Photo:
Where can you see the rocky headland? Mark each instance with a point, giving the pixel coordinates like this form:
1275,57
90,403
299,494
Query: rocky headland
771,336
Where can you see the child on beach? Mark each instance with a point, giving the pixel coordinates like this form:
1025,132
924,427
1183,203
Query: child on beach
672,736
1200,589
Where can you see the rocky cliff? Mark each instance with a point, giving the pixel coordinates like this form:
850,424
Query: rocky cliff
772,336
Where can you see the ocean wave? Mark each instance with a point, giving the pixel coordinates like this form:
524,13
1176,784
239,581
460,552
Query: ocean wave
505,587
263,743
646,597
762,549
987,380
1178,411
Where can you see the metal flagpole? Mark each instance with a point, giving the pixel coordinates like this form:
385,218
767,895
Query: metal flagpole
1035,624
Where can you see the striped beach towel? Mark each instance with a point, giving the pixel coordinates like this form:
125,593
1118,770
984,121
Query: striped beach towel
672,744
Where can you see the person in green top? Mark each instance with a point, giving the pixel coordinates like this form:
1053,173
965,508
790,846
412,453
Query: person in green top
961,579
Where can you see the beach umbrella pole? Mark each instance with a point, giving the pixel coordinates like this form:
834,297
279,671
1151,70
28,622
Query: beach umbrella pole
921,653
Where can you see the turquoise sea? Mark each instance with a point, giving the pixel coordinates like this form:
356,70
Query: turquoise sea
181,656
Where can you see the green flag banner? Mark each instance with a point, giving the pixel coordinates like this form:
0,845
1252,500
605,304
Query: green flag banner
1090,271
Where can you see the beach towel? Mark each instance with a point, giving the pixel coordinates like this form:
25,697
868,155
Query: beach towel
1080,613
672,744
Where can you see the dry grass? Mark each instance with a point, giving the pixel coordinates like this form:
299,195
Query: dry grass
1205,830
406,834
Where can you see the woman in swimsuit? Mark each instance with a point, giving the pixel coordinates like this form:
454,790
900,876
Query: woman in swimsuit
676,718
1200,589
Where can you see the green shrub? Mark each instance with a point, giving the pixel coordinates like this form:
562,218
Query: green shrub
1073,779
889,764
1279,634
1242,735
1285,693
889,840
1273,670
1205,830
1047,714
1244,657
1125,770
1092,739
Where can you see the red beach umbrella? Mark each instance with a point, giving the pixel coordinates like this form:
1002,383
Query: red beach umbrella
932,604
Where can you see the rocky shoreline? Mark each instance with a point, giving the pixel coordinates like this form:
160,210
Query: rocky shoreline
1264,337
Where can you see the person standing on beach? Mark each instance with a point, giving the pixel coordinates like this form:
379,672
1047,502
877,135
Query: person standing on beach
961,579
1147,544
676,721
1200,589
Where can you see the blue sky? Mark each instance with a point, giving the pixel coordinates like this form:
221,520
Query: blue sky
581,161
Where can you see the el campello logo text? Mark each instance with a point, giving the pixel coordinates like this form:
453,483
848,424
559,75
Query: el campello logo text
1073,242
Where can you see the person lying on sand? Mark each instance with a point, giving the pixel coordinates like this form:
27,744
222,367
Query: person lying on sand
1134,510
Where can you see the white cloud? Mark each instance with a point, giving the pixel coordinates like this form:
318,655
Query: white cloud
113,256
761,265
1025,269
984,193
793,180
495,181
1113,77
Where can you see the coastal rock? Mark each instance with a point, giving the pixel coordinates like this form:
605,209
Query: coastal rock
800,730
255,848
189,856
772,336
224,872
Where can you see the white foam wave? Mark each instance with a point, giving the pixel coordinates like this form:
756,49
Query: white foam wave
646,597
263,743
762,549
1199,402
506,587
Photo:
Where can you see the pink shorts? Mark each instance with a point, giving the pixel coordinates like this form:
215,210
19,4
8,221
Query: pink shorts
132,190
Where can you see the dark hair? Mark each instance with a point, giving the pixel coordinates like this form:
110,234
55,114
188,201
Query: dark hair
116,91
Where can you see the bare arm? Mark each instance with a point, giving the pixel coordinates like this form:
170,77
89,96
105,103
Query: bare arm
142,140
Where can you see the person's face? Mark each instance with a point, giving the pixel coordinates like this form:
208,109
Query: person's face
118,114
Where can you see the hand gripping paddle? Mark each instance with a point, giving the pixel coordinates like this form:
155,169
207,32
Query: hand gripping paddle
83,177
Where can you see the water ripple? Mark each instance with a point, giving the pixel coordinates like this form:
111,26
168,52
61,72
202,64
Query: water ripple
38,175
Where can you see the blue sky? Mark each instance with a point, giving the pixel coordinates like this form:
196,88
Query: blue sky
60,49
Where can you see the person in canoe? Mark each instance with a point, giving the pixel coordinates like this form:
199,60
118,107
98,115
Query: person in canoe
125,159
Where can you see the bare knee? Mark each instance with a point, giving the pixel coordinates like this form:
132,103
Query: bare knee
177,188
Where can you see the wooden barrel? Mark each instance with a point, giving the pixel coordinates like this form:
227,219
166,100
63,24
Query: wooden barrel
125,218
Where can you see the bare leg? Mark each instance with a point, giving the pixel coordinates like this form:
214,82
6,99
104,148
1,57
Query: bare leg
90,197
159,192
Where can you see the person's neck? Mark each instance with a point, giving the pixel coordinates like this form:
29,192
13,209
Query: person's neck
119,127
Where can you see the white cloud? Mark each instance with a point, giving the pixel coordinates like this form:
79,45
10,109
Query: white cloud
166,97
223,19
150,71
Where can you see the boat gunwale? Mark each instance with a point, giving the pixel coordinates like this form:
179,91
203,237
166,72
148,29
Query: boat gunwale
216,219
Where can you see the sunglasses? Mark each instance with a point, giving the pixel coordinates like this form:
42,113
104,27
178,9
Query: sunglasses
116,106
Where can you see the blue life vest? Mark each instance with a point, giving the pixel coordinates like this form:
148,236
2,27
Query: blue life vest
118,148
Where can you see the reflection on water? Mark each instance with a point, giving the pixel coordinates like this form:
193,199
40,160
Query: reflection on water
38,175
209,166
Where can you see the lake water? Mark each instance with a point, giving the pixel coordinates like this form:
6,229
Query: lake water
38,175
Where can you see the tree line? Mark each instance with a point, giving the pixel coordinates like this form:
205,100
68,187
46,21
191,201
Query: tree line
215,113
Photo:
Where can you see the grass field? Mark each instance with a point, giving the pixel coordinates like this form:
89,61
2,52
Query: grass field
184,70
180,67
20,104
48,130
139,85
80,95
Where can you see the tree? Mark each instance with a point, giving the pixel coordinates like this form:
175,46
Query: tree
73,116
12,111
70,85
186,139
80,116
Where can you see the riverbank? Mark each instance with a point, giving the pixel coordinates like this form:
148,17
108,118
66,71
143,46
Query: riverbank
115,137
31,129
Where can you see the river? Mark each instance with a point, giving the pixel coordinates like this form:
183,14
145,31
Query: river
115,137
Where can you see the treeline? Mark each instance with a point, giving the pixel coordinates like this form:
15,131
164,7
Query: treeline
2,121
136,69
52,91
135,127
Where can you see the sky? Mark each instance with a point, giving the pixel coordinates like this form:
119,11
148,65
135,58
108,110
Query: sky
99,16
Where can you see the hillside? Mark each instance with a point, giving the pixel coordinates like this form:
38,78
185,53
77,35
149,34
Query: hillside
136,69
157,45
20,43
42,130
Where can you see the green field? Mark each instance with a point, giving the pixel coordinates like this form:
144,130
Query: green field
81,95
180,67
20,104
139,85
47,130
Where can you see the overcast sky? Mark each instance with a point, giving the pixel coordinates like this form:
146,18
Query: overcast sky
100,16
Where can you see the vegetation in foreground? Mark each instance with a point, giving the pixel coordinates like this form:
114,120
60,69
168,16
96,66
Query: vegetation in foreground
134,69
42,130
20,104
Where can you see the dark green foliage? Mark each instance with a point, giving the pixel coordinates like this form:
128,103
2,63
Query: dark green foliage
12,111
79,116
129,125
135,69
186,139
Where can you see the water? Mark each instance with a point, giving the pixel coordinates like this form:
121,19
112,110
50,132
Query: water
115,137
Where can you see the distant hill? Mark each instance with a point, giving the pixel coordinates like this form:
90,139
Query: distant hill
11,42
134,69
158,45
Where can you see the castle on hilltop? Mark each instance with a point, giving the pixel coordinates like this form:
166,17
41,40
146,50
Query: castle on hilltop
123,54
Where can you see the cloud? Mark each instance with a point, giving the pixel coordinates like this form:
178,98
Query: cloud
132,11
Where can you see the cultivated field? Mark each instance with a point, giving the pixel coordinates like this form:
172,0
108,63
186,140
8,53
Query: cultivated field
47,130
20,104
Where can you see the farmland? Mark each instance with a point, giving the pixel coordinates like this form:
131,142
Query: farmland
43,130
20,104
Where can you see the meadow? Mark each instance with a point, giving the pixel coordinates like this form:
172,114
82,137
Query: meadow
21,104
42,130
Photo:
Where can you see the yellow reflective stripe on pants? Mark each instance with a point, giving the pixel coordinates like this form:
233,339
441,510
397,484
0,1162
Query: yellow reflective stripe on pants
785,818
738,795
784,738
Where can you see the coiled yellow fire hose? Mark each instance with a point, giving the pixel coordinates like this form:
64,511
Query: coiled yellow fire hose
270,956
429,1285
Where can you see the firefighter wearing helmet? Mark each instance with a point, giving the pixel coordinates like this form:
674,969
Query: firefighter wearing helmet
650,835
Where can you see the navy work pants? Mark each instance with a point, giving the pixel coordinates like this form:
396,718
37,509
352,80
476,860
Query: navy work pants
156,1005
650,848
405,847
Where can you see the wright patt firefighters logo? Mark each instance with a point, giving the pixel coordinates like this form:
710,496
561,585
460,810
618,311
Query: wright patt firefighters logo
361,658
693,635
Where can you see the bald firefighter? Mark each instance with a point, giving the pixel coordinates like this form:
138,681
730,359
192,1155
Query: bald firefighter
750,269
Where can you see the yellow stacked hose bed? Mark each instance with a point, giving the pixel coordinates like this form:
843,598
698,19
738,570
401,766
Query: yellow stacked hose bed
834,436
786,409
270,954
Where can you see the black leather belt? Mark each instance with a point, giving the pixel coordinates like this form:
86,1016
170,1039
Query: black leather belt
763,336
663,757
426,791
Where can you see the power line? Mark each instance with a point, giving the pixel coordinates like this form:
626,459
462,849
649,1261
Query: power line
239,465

-=-=-=-=-

Look above for the line that holds "Where can you see the meadow?", then copy it and each line after it exactly, through the last line of the data.

Where can you see the meadow? Mark each instance with a point, giving the pixel coordinates like this form:
172,114
82,137
Query: meadow
21,104
42,130
Photo:
Where can you see the yellow reflective stripe on pants? Mark each instance with a point, giving the pixel coordinates like this form:
233,339
441,510
397,484
0,1162
Query: yellow reflective stripe on pants
785,818
738,795
784,738
Where can you see the coiled yellow fire hose? Mark each instance with a point, giving the pixel coordinates like this form:
64,511
Query: coiled yellow fire hose
270,956
429,1285
Where can you see the firefighter wearing helmet? Mark each instance with a point, giving the pixel coordinates like this form:
674,969
Query: firefighter wearing helmet
650,835
Where can you see the navy work pants? Mark each instance with a point, giving the pixel coordinates like this form:
396,718
37,509
352,80
476,860
Query: navy work pants
156,1005
650,848
405,847
Where can you see the wright patt firefighters logo? Mark each instance with a point, giving the pixel coordinates like this form:
710,496
561,585
460,810
618,311
Query: wright patt firefighters logo
361,658
693,635
Where can you see the bald firefighter? Mark each instance with a point, giving the pixel coordinates like this form:
138,681
730,359
192,1155
Query: bald firefighter
750,269
Where can you see the yellow stacked hose bed? Mark each instance with a point, giving the pixel coordinates like this form:
843,598
698,19
738,570
401,766
Query: yellow stacked hose bed
834,436
786,409
270,954
Where can you see the black leather belt? Mark each instance with a point, giving the pixel coordinates like this form:
86,1016
170,1039
Query: black leather belt
763,336
663,757
426,791
Where can you see the power line? Mark each instance with a point, giving the pixel coordinates like this form:
626,459
462,849
649,1261
Query: power line
239,465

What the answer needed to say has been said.